[Source passage]:
Halloween Tips for Grown-Ups

Ahhh, Halloween. Hallowe'en. All Hallow's Even. The night of the year when adult women in America are allowed and encouraged to dress in flimsy adult-oriented facsimiles of popular icons. I'm particularly fond of the pirate costumes, but I'm a little ashamed to admit that the "Hermione Granger" costume has grown on me somewhat. No, I'm just kidding. I'm not in the least bit ashamed to admit that.
It is also an excuse (as are most holidays, sporting events, weddings, and children's birthday parties) for adults to drink to blind excess. If you want to do that, that's none of my business. Though, I am inclined to think that if your life is so unsatisfying that you need to periodically escape into an alcohol-induced haze, perhaps it would be more productive to find a hobby or take an interesting class at the local community college. However, I am not a self-help guru. I am more of a don't-make-your-problems-my-problems guru.
Anyway, if your intent is to get blitzed tonight (or any other night), here are a couple of things to keep in mind. When you are drunk, you are really only tolerable to other drunk people. The cashiers at the 24-Hour Taco Bell are not as amused by your continuously ordering a Big Mac as you might think. I guarantee that they aren't paid enough to deal with your crap, either. Just bear that in mind, when you stumble out of the bars and into the civilized world.

[Extracted data]:

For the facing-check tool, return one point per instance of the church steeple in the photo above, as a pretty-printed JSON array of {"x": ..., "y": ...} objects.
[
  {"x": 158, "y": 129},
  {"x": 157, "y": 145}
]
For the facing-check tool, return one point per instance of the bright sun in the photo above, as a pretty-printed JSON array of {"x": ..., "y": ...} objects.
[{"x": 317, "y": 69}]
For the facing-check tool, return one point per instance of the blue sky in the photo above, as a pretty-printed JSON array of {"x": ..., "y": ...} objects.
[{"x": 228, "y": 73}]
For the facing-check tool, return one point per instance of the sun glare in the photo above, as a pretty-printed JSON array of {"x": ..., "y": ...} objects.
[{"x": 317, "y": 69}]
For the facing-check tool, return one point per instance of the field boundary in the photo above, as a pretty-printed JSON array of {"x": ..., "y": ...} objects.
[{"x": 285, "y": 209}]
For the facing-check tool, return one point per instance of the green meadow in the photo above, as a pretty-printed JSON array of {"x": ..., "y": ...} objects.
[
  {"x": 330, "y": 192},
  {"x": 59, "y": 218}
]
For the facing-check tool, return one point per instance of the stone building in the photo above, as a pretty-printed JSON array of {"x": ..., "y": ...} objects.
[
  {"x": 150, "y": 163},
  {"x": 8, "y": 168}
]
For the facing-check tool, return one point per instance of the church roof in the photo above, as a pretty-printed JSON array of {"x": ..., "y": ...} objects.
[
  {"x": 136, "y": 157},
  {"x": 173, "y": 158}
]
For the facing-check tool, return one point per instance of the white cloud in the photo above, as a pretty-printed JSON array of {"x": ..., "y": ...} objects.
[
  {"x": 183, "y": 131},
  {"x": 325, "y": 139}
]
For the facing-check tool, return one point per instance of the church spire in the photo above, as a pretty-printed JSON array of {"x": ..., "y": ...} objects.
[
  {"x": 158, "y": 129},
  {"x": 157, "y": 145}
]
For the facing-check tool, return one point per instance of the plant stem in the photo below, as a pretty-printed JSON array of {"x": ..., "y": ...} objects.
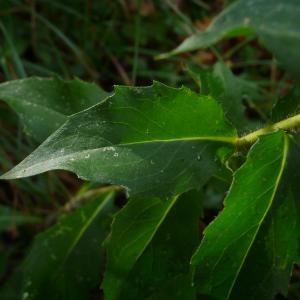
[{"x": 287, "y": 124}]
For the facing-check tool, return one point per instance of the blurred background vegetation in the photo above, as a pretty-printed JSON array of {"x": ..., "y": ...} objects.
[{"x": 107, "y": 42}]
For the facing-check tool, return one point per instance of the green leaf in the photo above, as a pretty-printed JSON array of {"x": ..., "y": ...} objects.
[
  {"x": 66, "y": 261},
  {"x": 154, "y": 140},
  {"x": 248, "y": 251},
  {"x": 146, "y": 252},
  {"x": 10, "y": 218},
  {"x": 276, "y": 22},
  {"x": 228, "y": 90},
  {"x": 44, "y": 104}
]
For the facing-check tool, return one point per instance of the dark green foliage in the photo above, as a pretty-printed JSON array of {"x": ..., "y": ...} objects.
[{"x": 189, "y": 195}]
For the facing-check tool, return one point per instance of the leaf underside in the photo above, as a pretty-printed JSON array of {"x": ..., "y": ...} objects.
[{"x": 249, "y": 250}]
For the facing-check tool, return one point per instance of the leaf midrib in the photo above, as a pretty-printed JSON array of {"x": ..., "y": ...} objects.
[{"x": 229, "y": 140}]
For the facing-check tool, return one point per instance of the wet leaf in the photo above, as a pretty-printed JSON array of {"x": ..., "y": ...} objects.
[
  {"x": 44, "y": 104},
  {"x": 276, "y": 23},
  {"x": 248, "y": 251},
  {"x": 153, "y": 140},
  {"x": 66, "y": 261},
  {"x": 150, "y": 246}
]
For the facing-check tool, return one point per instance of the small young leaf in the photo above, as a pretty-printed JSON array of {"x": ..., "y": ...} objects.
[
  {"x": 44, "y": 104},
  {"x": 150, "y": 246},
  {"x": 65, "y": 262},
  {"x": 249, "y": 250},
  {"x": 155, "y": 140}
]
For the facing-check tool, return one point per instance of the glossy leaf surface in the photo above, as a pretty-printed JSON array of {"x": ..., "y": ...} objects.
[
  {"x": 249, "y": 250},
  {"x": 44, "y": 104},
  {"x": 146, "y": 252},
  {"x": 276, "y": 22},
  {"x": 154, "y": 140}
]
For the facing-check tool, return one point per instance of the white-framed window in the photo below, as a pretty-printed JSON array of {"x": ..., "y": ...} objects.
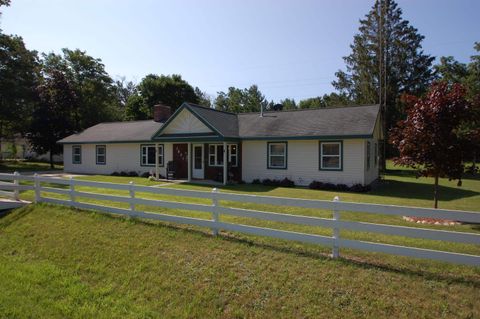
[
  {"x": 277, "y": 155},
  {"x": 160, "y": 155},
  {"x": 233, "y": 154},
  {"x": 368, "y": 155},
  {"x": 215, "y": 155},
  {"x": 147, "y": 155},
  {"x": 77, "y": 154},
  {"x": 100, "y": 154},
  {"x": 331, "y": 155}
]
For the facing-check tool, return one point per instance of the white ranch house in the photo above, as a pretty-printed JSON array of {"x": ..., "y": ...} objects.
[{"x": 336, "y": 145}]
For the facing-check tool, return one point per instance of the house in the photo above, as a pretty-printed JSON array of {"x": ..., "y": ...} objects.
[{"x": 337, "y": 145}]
...
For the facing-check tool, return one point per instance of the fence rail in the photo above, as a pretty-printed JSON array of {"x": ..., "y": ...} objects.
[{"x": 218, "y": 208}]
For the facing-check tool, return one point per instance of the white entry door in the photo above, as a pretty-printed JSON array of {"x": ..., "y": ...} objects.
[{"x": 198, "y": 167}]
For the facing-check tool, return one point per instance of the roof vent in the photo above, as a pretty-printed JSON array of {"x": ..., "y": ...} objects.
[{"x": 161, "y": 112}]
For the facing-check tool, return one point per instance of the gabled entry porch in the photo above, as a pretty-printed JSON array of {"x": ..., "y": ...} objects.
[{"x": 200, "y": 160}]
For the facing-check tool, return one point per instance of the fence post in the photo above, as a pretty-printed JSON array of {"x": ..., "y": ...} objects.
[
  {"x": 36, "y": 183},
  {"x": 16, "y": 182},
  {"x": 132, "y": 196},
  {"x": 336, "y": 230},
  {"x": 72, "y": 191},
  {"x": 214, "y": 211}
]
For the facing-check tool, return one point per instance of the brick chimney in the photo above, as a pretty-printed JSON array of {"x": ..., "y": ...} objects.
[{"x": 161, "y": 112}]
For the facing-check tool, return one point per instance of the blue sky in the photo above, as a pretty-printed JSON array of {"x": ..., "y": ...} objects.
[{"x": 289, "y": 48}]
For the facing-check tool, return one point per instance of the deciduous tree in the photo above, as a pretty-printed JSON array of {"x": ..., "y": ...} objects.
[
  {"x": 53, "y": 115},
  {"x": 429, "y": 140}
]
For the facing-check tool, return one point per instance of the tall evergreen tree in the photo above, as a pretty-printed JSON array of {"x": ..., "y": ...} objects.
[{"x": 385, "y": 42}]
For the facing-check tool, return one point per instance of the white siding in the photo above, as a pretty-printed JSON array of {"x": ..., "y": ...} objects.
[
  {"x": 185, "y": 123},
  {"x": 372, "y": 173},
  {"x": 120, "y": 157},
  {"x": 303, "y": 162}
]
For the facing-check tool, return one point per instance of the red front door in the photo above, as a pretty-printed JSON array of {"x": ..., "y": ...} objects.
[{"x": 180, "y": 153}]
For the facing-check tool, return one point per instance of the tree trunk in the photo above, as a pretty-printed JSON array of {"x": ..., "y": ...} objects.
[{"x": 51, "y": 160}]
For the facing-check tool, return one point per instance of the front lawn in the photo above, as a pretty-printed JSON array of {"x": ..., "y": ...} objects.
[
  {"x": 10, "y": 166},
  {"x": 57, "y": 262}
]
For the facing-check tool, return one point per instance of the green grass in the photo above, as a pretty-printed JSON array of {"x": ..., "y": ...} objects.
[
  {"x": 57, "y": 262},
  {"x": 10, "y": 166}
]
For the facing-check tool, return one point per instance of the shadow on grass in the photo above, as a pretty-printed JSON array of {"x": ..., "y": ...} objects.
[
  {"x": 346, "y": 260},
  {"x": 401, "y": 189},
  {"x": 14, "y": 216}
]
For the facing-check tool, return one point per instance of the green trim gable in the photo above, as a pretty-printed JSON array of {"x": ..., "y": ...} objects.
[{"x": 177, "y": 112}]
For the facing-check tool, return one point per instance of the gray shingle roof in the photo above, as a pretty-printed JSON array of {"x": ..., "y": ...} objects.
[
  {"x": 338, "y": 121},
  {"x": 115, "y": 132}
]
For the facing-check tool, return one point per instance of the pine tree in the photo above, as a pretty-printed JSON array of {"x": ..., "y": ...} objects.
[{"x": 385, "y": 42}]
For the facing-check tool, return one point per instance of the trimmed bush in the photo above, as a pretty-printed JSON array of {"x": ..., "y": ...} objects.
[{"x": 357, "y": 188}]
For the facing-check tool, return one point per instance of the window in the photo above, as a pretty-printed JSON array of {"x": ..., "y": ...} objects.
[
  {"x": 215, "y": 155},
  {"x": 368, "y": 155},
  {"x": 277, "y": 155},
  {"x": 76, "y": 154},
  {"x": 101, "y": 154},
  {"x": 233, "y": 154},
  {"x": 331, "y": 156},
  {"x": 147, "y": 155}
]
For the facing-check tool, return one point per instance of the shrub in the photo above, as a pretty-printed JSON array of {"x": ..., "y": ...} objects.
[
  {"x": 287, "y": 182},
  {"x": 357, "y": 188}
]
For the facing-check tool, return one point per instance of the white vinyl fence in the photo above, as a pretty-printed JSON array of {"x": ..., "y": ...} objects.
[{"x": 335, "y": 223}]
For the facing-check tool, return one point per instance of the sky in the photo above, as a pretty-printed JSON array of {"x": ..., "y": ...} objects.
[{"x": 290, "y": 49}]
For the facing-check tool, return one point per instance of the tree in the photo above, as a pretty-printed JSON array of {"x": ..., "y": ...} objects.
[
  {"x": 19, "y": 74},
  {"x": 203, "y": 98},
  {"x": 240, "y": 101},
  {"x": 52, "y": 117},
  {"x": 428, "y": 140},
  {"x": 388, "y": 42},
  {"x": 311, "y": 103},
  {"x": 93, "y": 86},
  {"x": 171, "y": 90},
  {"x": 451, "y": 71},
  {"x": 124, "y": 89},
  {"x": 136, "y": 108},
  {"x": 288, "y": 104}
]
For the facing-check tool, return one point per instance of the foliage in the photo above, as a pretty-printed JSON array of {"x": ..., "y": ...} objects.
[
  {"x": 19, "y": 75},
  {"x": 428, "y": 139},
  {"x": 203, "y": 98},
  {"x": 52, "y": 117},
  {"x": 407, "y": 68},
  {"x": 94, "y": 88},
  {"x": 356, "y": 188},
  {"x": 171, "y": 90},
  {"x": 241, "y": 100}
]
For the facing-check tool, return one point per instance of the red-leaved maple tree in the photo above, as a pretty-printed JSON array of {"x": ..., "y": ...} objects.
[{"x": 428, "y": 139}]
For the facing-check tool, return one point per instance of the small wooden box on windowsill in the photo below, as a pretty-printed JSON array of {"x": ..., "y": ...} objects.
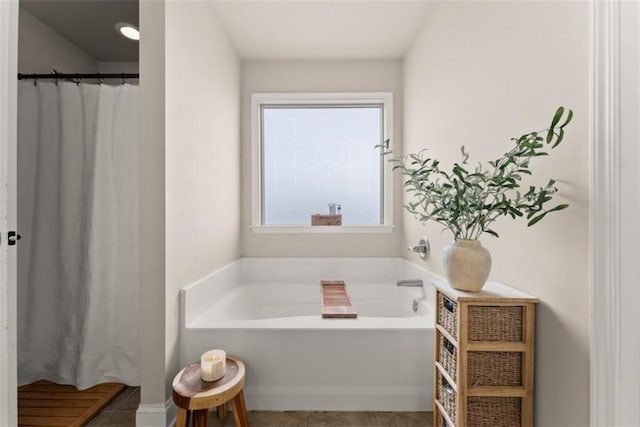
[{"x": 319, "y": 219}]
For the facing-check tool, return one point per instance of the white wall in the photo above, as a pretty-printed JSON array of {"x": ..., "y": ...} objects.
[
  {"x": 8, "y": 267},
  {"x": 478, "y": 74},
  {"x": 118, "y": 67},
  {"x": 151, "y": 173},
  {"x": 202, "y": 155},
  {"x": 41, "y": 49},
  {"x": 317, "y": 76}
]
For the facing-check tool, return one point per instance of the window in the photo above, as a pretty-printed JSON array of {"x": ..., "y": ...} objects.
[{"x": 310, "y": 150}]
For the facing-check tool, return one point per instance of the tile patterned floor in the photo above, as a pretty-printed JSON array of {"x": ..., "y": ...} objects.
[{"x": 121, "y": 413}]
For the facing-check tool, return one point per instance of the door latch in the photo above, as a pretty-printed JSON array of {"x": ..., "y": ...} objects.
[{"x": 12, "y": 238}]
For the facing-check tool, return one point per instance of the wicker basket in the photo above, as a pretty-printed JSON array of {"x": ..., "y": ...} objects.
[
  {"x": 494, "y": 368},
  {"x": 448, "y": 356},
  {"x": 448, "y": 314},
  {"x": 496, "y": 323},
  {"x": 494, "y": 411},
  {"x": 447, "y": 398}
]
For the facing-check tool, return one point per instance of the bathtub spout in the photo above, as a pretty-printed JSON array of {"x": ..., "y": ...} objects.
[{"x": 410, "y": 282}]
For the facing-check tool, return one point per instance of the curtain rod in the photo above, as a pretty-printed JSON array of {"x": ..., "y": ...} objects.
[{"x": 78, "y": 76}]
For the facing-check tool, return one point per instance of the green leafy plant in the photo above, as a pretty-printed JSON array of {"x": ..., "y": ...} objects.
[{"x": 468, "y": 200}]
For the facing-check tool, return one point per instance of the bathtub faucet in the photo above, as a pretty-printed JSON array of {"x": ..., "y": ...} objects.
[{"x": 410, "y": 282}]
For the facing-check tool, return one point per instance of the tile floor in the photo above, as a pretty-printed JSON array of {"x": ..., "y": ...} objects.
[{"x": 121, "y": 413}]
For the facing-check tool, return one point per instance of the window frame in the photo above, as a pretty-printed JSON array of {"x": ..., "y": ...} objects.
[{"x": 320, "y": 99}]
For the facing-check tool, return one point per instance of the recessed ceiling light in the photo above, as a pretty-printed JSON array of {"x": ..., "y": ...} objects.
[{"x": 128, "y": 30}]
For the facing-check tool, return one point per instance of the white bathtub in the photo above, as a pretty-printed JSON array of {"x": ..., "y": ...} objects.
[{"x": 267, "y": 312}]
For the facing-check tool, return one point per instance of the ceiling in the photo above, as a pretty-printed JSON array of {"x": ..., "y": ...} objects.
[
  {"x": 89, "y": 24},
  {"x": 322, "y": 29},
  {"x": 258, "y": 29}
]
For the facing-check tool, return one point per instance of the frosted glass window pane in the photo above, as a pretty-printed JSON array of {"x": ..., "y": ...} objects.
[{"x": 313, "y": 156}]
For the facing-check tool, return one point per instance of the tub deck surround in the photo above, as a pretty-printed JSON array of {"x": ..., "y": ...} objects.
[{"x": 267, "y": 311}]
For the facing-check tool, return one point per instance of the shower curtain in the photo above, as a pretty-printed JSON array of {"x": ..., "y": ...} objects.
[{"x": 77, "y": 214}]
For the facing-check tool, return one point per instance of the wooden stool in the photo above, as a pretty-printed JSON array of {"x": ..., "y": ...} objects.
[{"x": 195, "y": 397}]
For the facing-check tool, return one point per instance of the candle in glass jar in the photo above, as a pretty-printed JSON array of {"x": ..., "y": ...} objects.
==
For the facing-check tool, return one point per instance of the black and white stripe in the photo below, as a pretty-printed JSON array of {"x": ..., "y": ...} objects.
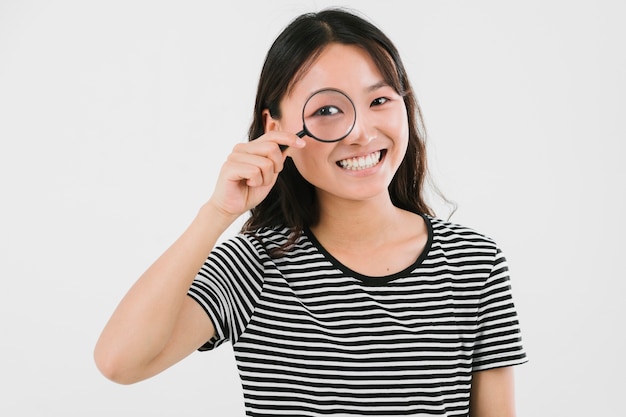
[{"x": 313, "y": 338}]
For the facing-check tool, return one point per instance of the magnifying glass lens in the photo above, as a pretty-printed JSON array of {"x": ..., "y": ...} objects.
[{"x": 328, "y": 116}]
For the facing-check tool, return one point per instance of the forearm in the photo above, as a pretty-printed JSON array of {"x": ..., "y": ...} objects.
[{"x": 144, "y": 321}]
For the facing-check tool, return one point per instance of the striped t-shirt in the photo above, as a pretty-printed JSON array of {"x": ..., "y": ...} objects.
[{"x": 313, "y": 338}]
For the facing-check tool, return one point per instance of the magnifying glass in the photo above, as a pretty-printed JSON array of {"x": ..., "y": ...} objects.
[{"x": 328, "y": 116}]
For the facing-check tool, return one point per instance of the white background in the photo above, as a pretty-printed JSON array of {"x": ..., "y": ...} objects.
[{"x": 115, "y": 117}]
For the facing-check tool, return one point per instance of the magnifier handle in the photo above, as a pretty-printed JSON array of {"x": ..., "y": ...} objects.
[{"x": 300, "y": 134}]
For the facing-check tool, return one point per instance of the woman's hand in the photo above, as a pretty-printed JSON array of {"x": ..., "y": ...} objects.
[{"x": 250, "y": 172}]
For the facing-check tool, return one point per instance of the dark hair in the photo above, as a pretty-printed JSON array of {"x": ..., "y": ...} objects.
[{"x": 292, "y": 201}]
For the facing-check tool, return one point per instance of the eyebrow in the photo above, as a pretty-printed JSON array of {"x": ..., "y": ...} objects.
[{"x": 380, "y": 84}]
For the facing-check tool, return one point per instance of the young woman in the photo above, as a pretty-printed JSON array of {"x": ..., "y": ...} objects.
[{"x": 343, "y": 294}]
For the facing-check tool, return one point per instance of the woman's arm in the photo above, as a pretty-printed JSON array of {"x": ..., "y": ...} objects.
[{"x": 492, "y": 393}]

[Problems]:
(1) Copy the Halloween passage word for word, starting at "It is also an" and continuing up to and including "a don't-make-your-problems-my-problems guru.".
(2) In the Halloween passage, which costumes does the writer say they are particularly fond of?

[Replies]:
(1)
It is also an excuse (as are most holidays, sporting events, weddings, and children's birthday parties) for adults to drink to blind excess. If you want to do that, that's none of my business. Though, I am inclined to think that if your life is so unsatisfying that you need to periodically escape into an alcohol-induced haze, perhaps it would be more productive to find a hobby or take an interesting class at the local community college. However, I am not a self-help guru. I am more of a don't-make-your-problems-my-problems guru.

(2) The pirate costumes.